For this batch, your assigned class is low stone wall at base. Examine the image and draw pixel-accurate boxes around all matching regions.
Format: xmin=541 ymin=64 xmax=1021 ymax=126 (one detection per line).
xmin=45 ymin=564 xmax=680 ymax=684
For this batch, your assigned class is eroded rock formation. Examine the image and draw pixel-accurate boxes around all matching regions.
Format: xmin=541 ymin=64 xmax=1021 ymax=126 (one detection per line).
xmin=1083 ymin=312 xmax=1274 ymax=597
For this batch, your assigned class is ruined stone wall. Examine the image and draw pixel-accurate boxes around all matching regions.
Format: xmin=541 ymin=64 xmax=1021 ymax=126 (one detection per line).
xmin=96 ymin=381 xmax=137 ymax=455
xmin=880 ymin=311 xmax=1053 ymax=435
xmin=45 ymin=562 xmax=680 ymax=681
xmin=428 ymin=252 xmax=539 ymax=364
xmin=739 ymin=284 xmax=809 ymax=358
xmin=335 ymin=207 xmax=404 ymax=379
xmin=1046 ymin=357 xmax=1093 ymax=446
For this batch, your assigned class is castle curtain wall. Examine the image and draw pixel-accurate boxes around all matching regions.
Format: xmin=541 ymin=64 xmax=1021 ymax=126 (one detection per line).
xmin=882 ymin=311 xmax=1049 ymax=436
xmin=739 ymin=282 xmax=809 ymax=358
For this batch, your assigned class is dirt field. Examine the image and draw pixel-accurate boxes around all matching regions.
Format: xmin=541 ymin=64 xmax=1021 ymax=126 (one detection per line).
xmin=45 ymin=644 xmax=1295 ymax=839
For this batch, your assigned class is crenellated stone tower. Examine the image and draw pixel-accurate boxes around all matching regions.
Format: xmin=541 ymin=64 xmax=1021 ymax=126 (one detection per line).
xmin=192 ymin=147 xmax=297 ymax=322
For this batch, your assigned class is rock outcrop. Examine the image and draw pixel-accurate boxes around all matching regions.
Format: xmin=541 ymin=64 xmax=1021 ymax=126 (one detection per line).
****************
▶ **Compito da svolgere**
Indica quante righe del materiale fornito contengono la stringa "rock". Riporta soltanto il numero.

▶ **Risposta esercizio**
2